▶ _THE REQUEST_: In the items below, rewrite the stretch from the line containing "Target: spruce tree" through the line containing "(1258, 741)", swapping "cliff" for "bluff" and keeping all else unchanged. Leave the pictures out of your answer.

▶ _INPUT_:
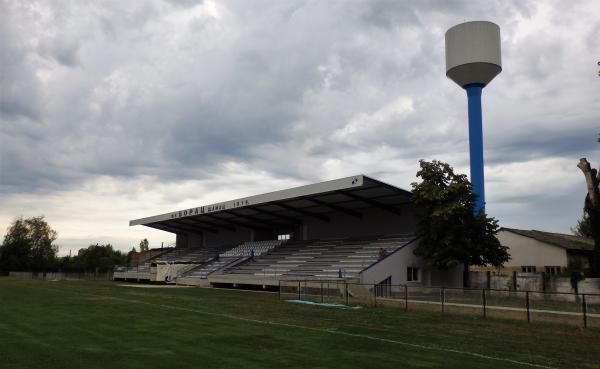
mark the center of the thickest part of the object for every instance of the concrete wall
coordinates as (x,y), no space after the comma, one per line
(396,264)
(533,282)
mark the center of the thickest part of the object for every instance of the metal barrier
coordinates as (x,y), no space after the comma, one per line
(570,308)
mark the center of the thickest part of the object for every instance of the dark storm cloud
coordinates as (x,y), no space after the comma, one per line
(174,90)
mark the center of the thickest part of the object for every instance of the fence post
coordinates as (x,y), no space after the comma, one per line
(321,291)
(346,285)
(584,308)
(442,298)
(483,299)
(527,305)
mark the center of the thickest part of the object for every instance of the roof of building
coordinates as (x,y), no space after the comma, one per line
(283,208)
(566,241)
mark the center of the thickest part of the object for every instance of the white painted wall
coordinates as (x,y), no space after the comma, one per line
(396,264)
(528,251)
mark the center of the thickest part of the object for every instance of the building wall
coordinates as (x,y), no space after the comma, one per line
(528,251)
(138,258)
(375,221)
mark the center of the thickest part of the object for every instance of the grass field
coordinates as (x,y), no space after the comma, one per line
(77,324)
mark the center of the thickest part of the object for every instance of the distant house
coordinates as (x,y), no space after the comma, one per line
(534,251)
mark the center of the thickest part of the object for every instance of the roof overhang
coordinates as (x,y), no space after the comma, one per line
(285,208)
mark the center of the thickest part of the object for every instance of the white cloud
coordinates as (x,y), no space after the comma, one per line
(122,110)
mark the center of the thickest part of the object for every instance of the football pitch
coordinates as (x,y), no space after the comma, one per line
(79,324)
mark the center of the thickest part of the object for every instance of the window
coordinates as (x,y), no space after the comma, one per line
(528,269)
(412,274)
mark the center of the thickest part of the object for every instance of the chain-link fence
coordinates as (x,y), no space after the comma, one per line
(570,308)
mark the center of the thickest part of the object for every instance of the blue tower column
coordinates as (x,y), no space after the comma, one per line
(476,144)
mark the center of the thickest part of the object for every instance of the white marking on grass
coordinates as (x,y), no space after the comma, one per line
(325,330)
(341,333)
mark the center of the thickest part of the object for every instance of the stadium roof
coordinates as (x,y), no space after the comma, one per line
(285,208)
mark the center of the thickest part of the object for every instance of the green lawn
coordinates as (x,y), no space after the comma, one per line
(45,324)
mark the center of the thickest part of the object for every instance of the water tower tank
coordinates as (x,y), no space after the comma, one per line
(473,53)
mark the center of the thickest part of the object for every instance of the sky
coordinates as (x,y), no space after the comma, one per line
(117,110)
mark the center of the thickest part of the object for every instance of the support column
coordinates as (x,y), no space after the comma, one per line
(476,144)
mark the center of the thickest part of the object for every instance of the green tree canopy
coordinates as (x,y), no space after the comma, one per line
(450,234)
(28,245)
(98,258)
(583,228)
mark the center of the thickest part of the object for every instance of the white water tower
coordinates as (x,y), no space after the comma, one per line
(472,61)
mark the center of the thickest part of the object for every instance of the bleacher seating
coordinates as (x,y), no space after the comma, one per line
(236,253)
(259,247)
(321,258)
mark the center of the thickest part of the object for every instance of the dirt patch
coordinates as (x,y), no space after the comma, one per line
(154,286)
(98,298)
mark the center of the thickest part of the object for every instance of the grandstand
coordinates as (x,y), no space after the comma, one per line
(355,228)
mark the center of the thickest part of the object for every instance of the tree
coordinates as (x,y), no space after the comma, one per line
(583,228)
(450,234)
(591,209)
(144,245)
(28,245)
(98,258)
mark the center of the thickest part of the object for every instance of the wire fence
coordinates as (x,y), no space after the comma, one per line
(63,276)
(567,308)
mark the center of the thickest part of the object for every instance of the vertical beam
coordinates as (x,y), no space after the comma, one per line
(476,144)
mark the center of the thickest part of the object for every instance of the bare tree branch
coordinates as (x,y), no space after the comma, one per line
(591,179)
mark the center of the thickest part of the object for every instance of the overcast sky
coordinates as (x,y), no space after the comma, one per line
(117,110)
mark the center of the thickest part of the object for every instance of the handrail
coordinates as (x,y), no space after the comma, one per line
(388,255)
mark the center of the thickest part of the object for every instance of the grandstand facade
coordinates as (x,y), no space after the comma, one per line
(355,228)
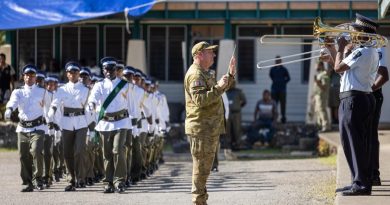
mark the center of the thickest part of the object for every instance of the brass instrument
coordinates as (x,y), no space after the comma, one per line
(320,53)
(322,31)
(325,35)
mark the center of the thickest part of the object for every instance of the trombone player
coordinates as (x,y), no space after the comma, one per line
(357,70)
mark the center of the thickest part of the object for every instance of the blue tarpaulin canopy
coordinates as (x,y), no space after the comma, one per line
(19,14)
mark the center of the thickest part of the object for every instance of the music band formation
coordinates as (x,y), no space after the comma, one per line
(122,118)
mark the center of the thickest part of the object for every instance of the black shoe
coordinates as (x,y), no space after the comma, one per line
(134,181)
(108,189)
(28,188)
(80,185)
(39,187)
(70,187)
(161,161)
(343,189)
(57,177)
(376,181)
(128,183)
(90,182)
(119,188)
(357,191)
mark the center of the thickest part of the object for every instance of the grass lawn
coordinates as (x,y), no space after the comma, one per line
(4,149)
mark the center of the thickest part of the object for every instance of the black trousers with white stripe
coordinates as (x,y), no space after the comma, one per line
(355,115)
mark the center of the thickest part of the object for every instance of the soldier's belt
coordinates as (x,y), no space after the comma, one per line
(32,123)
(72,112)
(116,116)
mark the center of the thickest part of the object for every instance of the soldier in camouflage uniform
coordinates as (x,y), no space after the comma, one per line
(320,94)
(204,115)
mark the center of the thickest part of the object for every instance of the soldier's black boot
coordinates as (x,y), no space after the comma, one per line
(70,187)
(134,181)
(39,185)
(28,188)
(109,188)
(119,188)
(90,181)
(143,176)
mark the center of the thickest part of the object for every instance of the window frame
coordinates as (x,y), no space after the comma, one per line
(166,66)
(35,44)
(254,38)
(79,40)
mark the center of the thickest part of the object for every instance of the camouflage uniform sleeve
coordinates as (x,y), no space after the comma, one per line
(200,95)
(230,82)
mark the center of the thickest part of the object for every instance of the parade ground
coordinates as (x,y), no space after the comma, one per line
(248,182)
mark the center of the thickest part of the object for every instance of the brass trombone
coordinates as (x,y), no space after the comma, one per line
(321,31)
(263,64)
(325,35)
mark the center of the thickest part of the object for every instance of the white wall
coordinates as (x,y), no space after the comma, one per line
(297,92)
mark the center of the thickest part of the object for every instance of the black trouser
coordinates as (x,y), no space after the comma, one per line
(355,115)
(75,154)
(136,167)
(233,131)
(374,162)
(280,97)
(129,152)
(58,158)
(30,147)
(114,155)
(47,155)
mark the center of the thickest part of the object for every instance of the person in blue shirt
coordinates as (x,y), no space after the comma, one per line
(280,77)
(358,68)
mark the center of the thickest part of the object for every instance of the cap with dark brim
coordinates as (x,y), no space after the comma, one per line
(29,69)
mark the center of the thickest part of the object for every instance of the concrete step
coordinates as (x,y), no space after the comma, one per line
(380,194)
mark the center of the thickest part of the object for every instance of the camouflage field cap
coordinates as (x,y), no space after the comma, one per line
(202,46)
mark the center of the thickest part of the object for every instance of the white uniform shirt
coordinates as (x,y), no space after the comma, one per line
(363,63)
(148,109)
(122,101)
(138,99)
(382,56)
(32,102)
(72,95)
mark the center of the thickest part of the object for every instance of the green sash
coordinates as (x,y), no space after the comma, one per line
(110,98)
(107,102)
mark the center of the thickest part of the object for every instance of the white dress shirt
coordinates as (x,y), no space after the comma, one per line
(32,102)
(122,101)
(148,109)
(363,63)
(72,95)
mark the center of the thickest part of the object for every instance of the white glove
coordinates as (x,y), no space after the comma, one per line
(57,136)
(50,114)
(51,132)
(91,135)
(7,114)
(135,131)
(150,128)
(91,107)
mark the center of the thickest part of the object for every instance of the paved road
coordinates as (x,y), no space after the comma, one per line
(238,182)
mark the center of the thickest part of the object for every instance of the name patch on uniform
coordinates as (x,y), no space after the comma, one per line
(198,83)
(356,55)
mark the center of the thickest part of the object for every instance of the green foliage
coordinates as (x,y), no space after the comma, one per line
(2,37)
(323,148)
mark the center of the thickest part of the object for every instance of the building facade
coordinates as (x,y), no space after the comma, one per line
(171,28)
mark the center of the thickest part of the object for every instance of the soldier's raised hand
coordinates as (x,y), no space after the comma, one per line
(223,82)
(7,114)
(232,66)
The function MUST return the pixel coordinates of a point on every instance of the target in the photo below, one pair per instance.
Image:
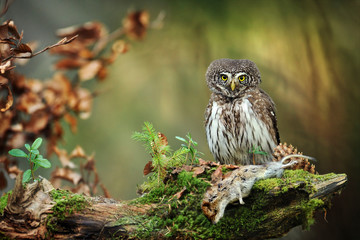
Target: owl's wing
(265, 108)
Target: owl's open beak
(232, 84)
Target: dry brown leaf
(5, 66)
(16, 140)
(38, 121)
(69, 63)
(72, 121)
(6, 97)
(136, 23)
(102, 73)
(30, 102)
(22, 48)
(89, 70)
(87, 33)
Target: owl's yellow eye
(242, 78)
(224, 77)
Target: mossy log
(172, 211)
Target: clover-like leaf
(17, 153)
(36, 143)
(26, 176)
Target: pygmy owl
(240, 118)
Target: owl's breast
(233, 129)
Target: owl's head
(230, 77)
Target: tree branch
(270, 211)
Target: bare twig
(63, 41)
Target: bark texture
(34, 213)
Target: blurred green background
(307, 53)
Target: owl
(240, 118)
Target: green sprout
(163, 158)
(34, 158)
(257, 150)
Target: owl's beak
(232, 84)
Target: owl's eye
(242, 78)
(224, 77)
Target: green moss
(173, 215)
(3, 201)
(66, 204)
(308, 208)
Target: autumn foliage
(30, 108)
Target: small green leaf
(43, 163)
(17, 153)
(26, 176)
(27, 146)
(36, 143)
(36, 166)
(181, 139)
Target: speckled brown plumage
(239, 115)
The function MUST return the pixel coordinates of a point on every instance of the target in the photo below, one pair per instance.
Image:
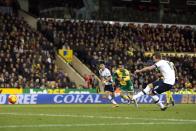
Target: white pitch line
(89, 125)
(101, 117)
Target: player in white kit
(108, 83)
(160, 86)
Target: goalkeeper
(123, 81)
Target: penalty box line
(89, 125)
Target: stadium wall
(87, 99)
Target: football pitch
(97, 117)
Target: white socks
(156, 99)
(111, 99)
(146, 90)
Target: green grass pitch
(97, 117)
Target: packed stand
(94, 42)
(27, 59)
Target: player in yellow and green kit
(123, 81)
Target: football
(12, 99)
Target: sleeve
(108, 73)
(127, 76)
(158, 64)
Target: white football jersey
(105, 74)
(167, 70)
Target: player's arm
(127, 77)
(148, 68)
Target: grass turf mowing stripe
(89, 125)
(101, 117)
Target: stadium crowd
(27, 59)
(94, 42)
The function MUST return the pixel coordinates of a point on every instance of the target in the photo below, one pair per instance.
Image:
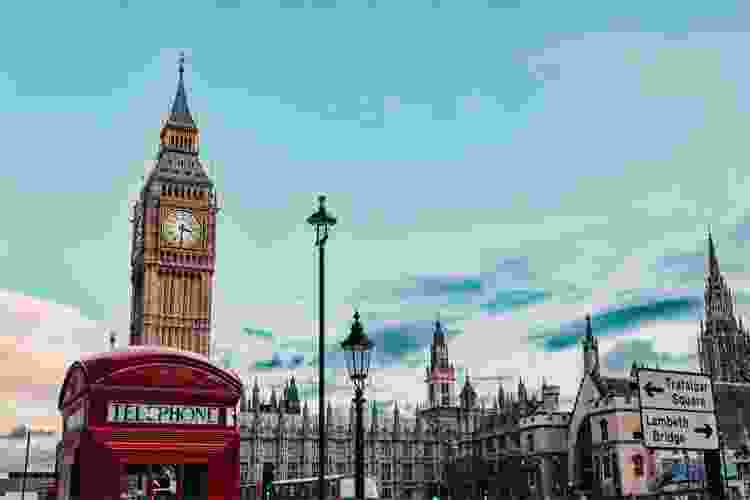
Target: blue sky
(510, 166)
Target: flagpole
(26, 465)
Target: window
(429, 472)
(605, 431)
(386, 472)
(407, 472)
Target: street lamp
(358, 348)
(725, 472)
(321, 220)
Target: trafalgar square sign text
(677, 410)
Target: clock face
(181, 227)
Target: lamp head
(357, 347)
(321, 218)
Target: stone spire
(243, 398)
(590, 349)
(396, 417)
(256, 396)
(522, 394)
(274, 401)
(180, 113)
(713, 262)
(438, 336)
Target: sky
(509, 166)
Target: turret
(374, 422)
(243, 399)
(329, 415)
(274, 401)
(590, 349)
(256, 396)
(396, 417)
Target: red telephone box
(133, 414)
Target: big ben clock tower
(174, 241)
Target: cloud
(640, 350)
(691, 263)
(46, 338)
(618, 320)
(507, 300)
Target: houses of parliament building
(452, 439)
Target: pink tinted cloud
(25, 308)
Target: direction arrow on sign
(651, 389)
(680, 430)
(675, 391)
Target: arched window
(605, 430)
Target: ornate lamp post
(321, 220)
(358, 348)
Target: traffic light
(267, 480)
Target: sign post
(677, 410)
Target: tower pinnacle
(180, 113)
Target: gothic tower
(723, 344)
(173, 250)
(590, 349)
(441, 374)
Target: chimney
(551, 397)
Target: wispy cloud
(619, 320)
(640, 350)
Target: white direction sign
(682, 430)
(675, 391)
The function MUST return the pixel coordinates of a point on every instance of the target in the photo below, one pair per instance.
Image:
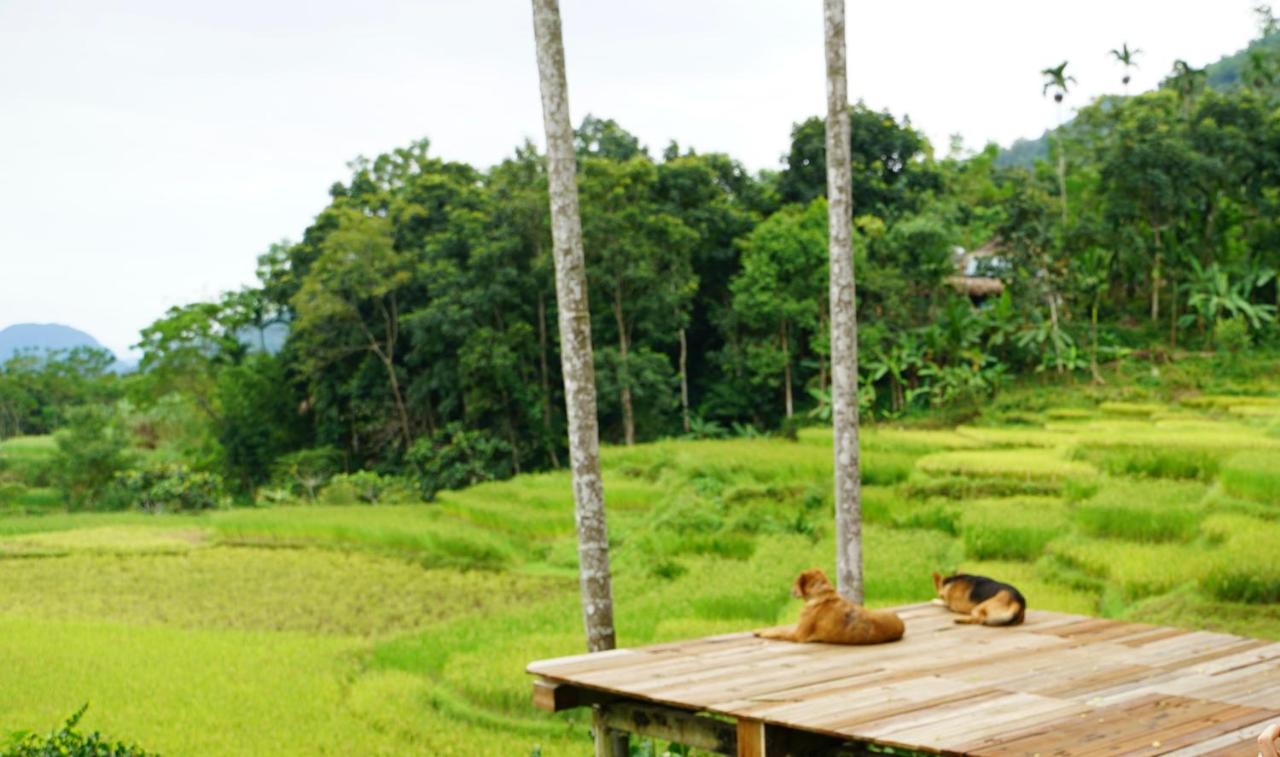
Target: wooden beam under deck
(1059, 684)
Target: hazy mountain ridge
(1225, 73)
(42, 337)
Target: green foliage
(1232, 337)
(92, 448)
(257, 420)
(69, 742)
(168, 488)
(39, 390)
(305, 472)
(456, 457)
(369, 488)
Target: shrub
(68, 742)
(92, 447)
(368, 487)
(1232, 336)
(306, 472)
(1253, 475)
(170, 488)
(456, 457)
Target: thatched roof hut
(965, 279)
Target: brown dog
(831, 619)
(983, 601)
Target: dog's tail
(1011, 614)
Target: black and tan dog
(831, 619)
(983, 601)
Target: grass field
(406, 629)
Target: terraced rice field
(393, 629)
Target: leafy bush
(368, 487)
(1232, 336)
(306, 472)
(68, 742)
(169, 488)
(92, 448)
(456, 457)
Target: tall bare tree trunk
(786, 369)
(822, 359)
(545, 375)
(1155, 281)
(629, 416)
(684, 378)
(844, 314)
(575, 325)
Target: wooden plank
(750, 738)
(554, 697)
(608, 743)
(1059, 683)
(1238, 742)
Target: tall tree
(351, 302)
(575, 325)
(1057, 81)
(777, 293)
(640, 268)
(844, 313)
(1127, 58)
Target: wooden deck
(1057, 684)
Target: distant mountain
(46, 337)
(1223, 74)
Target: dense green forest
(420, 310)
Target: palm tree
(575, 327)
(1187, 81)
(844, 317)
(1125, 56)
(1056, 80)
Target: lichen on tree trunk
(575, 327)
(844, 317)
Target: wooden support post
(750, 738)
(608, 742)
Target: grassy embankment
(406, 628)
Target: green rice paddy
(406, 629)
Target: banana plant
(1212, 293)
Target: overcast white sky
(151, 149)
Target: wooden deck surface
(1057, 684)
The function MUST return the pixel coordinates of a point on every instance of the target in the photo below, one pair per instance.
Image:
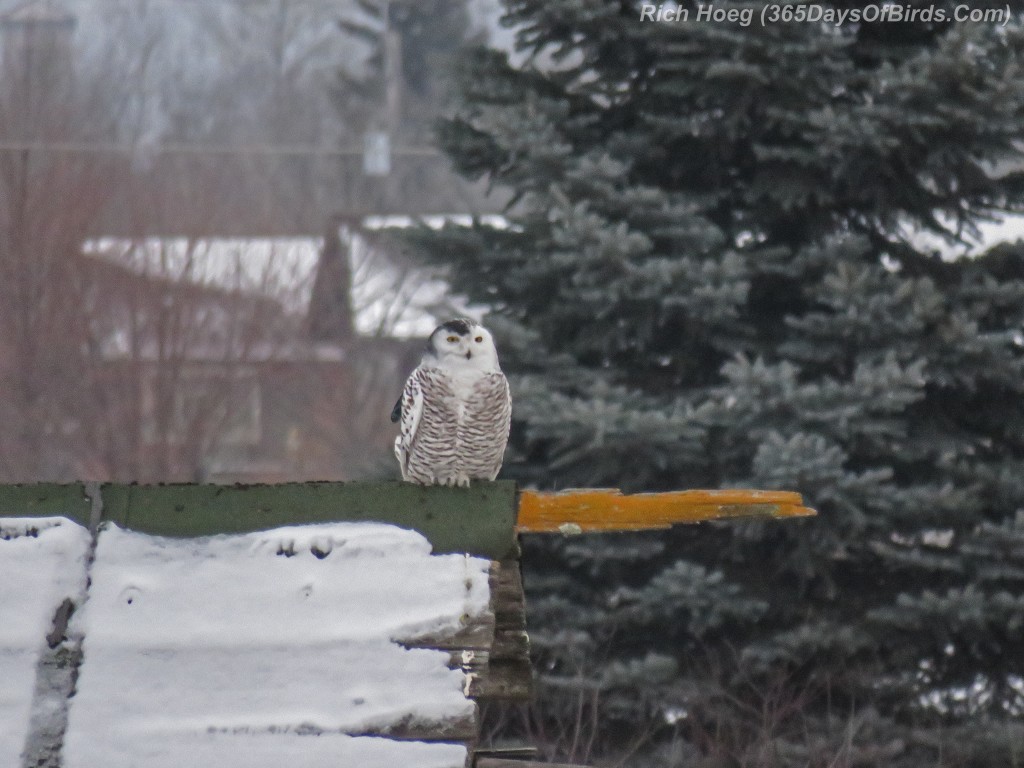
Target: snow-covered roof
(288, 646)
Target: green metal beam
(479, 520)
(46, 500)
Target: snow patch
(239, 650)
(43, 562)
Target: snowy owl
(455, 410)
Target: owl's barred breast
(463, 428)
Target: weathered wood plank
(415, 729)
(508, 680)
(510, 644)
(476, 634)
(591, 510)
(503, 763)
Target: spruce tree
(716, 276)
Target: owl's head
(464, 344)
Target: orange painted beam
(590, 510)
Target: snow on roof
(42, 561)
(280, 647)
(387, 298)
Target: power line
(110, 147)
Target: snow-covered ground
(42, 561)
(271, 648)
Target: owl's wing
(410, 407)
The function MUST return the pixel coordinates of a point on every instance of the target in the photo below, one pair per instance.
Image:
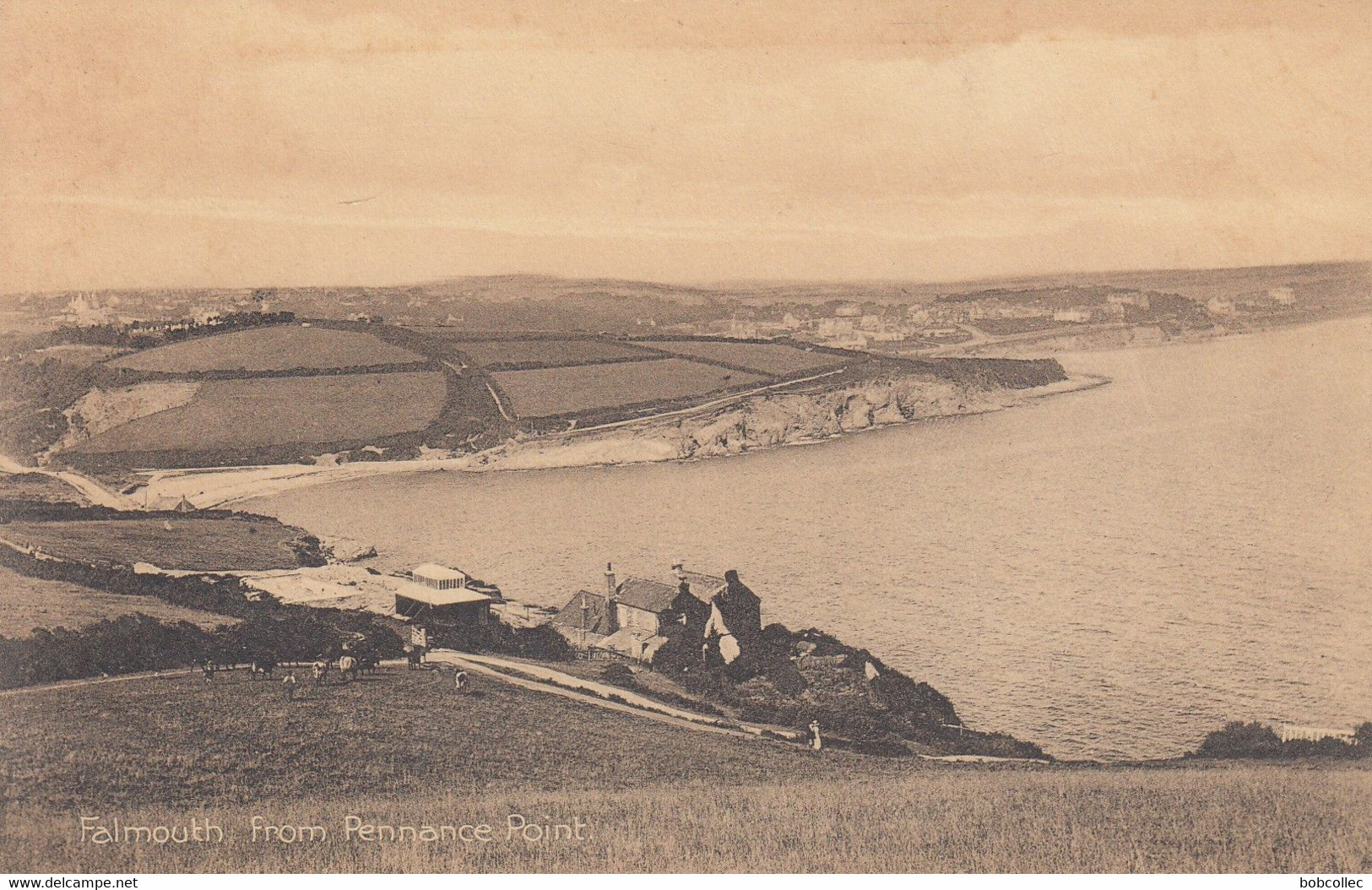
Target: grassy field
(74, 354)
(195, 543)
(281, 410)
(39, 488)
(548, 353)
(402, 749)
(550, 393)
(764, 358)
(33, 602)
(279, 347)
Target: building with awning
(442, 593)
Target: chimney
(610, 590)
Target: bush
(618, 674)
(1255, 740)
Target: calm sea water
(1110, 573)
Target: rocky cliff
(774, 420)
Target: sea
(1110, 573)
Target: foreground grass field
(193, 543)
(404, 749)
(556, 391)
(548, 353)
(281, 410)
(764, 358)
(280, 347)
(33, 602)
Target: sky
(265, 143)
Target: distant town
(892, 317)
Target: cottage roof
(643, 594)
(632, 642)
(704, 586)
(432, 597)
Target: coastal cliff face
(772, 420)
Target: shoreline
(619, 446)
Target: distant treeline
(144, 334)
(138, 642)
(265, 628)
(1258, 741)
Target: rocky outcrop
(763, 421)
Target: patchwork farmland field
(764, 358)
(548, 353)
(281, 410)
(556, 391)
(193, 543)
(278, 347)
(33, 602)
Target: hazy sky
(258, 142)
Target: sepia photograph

▶ _ANSWER TO THE TASK_:
Target: spruce tree
(716, 276)
Target: owl's head
(464, 344)
Target: orange painted beam
(590, 510)
Target: snow on roof
(42, 561)
(280, 647)
(387, 298)
Target: power line
(110, 147)
Target: snow-covered ground
(42, 561)
(271, 648)
Target: owl's wing
(410, 407)
The function MUST return the pixel coordinates of a point on every instance of the target in the photo below, one pair per instance.
Image:
Target: grassy field
(74, 354)
(195, 543)
(281, 410)
(39, 488)
(548, 353)
(402, 749)
(550, 393)
(764, 358)
(33, 602)
(279, 347)
Target: building with awning
(442, 593)
Target: chimney
(610, 590)
Target: bush
(618, 674)
(1255, 740)
Target: calm sea water
(1110, 573)
Target: rocky bluff
(774, 420)
Target: sea
(1110, 573)
Target: foreground grass field
(193, 543)
(404, 749)
(556, 391)
(548, 353)
(281, 410)
(764, 358)
(280, 347)
(33, 602)
Target: sky
(265, 143)
Target: distant town
(892, 317)
Target: cottage roof
(643, 594)
(632, 642)
(704, 586)
(432, 597)
Target: coastal bluff face
(772, 420)
Target: shoreline
(619, 446)
Target: distant treeline
(144, 334)
(138, 642)
(265, 628)
(1258, 741)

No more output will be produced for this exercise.